::: Material supplied :::

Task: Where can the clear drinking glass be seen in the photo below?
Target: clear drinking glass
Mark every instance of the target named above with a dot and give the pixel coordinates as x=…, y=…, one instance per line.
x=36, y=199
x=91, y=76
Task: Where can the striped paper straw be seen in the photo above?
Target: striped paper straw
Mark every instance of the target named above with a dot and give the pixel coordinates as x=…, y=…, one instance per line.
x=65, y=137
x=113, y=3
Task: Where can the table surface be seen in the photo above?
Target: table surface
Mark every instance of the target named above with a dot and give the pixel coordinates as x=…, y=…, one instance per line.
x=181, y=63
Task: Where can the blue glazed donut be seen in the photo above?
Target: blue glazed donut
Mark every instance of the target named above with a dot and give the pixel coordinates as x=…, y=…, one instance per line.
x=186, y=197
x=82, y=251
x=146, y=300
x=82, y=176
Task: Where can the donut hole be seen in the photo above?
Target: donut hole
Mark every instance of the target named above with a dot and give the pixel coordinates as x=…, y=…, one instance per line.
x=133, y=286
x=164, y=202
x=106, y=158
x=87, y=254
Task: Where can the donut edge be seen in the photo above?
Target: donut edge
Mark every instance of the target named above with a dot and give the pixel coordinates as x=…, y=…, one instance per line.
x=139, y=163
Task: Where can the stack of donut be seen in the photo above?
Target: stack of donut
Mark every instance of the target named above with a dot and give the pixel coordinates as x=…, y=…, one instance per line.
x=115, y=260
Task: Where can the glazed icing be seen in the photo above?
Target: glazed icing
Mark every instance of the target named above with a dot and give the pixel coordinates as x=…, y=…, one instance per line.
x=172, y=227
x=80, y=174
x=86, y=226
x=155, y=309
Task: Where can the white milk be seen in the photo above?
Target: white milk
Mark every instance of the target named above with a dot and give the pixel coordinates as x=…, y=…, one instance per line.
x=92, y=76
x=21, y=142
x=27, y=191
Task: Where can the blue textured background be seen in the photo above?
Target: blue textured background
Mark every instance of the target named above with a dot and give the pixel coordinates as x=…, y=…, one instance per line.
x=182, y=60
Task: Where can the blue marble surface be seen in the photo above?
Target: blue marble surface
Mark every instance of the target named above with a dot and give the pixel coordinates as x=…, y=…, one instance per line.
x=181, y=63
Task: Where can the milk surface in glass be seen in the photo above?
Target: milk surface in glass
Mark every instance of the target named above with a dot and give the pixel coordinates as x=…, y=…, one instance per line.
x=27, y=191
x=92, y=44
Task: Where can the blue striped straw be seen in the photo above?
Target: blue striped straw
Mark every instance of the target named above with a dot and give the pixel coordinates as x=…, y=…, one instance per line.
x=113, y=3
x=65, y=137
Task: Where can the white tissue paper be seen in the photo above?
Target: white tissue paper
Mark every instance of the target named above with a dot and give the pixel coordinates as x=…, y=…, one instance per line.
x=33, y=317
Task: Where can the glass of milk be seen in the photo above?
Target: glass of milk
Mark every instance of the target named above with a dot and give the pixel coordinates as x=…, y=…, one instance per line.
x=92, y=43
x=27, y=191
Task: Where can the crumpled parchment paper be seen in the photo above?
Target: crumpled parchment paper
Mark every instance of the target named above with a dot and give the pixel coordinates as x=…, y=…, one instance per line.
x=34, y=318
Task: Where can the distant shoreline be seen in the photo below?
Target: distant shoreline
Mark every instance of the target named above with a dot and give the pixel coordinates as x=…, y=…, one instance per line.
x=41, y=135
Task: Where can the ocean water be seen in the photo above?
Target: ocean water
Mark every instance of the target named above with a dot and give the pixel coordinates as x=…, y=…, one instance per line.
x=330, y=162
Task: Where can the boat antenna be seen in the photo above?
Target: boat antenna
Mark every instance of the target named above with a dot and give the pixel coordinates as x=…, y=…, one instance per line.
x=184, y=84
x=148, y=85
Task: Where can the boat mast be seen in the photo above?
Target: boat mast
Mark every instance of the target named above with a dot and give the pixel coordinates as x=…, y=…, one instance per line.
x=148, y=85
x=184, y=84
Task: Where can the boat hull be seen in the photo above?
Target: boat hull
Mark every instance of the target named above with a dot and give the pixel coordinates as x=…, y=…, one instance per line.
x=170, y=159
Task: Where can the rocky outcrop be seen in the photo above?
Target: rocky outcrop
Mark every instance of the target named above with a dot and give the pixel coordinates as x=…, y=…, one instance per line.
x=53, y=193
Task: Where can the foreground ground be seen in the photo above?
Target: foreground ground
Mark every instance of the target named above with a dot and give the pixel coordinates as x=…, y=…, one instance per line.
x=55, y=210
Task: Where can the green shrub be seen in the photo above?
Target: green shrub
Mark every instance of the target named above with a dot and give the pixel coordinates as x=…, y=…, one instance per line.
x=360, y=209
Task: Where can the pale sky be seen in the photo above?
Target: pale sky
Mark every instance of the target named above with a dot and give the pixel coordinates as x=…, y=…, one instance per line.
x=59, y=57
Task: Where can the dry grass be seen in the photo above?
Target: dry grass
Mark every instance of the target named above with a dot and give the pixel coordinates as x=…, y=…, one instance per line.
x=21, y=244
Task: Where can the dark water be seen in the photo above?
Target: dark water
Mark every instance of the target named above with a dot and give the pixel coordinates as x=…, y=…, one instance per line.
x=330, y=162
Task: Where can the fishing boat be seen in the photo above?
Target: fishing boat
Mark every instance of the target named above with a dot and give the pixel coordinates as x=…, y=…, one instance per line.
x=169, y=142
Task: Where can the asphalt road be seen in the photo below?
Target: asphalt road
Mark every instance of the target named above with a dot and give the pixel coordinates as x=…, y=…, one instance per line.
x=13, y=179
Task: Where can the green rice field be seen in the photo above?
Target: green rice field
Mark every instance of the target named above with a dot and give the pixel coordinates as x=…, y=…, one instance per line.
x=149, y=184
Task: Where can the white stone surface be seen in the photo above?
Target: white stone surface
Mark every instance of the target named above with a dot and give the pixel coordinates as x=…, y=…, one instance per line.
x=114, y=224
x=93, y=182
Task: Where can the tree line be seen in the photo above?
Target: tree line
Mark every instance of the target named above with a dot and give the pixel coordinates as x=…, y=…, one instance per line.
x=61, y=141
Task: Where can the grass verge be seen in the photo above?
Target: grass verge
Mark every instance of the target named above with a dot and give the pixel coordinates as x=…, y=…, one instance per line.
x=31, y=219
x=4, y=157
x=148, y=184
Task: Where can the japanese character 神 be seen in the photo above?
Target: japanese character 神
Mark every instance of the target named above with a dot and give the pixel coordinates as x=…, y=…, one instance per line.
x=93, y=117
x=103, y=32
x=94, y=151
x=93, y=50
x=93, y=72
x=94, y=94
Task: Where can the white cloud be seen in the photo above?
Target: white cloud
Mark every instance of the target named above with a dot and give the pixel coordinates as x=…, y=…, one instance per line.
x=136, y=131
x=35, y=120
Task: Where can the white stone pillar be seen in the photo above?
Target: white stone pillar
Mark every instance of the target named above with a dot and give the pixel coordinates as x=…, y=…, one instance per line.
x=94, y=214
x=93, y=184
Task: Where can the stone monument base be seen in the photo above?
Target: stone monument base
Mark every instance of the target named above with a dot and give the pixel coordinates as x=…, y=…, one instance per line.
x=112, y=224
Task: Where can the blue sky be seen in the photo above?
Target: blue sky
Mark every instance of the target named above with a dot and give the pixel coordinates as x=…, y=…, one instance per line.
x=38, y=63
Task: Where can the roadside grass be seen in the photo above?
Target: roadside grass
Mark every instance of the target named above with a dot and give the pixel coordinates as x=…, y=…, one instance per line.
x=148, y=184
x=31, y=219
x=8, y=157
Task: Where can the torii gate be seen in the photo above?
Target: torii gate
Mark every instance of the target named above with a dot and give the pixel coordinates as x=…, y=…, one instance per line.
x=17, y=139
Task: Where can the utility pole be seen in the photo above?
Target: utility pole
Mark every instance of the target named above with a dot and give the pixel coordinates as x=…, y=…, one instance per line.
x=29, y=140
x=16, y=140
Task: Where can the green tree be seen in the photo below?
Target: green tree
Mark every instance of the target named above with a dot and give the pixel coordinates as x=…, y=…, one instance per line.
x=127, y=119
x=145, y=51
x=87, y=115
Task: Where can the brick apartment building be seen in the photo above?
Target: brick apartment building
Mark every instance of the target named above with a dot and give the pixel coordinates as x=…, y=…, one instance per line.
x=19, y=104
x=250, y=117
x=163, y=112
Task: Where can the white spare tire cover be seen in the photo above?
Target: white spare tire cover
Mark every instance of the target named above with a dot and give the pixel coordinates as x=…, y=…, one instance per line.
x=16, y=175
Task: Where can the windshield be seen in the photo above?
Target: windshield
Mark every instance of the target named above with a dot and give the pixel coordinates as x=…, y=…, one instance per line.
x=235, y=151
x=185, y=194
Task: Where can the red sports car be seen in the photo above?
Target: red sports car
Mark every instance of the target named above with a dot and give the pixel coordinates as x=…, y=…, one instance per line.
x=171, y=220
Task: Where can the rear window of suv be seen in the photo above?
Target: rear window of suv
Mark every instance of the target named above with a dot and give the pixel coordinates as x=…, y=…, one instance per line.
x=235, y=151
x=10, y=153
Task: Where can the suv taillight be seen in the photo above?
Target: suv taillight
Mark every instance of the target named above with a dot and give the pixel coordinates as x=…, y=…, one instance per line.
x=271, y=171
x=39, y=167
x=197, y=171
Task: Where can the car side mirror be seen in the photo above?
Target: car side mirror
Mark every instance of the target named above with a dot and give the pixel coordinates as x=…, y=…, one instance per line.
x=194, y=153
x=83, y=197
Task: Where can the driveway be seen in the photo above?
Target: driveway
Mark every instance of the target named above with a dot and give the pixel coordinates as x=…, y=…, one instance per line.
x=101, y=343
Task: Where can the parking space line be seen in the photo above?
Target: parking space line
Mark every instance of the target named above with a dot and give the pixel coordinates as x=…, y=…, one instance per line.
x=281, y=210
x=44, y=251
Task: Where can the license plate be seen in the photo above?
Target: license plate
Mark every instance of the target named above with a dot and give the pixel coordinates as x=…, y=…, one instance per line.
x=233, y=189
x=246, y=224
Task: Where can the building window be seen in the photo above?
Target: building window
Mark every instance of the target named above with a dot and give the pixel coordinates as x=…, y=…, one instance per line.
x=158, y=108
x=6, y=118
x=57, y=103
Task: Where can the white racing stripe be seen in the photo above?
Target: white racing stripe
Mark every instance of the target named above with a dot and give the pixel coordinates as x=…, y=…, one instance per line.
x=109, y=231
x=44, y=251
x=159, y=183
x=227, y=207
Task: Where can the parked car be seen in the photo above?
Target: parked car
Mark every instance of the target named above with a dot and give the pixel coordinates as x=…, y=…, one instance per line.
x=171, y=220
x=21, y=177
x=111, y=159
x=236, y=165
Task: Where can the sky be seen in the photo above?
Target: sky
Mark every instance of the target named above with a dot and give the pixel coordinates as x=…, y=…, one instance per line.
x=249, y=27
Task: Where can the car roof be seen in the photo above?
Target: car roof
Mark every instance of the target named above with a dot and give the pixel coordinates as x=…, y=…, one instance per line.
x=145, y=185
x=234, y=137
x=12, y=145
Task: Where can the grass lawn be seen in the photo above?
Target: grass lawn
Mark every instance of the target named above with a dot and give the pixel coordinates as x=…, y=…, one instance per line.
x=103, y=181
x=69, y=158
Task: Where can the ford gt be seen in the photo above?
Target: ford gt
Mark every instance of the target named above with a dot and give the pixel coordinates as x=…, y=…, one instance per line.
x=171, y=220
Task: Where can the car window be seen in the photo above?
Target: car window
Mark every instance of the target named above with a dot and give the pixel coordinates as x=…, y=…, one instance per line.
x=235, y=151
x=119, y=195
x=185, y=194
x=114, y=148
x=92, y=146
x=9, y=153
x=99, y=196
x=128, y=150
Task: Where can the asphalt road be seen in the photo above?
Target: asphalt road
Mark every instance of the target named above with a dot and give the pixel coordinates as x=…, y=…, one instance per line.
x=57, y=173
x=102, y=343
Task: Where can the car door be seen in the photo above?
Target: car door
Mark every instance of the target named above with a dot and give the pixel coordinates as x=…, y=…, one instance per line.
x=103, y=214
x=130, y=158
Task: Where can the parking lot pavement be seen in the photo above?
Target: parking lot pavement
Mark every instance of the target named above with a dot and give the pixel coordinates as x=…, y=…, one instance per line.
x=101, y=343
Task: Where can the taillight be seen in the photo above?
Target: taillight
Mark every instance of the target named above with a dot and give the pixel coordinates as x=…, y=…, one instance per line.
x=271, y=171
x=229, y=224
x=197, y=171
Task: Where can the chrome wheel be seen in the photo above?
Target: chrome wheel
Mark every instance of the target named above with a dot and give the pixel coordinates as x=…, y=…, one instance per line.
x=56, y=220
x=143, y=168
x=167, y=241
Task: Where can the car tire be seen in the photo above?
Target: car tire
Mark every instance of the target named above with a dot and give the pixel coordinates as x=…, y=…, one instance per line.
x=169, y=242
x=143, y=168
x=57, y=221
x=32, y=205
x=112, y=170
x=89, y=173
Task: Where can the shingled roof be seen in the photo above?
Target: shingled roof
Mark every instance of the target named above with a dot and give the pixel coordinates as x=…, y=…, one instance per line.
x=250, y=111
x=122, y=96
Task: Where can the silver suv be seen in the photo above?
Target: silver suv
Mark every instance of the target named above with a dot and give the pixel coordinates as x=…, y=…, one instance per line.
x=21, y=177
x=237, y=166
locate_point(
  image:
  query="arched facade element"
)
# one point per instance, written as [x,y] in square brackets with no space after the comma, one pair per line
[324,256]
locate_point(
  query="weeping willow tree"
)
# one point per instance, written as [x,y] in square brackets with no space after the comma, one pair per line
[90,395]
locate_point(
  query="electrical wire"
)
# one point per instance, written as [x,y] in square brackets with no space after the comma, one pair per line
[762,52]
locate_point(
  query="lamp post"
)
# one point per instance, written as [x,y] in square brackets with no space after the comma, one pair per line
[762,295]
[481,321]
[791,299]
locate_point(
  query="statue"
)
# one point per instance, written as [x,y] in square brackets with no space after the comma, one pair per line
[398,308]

:::

- **Exercise requirements**: From the line containing "Task: Where can the parking lot" down to the last line, reproduce the records exactly. Include both ends.

- **Correct response**:
Task: Where can the parking lot pavement be seen in the photo above?
Target: parking lot pavement
Mark every instance of the target named above with a dot and give the pixel coordinates as x=…, y=…, one instance per line.
x=101, y=343
Task: Where can the taillight be seen in the photo above?
Target: taillight
Mark every instance of the target named above with a dot and give the pixel coordinates as x=…, y=…, one instance per line.
x=271, y=171
x=229, y=224
x=197, y=171
Task: Where can the chrome wheel be seen in the photo above?
Target: chrome wheel
Mark every instance of the target named above with a dot and give the pixel coordinates as x=…, y=…, one instance per line.
x=56, y=220
x=143, y=168
x=167, y=241
Task: Where can the car tire be seen in the photo above?
Target: car tire
Mark every instance of the target named above with a dot and give the pixel coordinates as x=…, y=…, one instance per line.
x=169, y=242
x=143, y=168
x=57, y=221
x=32, y=205
x=112, y=170
x=89, y=173
Task: Where can the shingled roof be seen in the photo above?
Target: shingled roof
Mark every instance of the target named above with a dot and give the pixel coordinates as x=…, y=…, one instance per line.
x=250, y=111
x=122, y=96
Task: Where can the silver suv be seen in the photo above?
Target: silver suv
Mark every instance of the target named above with a dot and give the pixel coordinates as x=…, y=…, one instance per line.
x=21, y=177
x=237, y=166
locate_point(
  image:
  query="arched facade element"
)
# one point per instance, written as [x,y] in square brackets with no space after the comma, one pair per line
[324,256]
locate_point(
  query="weeping willow tree"
)
# one point per instance, written as [x,y] in square brackets with no space after the comma, one pair per line
[90,395]
locate_point(
  query="electrical wire"
)
# one point per instance, written as [x,y] in square brackets with no space after the comma, one pair per line
[762,52]
locate_point(
  query="lamp post"
)
# one point per instance, written as [x,y] in square brackets with no space after the comma, one pair per line
[762,295]
[481,321]
[791,299]
locate_point(
  query="statue"
)
# one point per instance, written as [x,y] in square brackets with no space after the comma, one pair per line
[398,308]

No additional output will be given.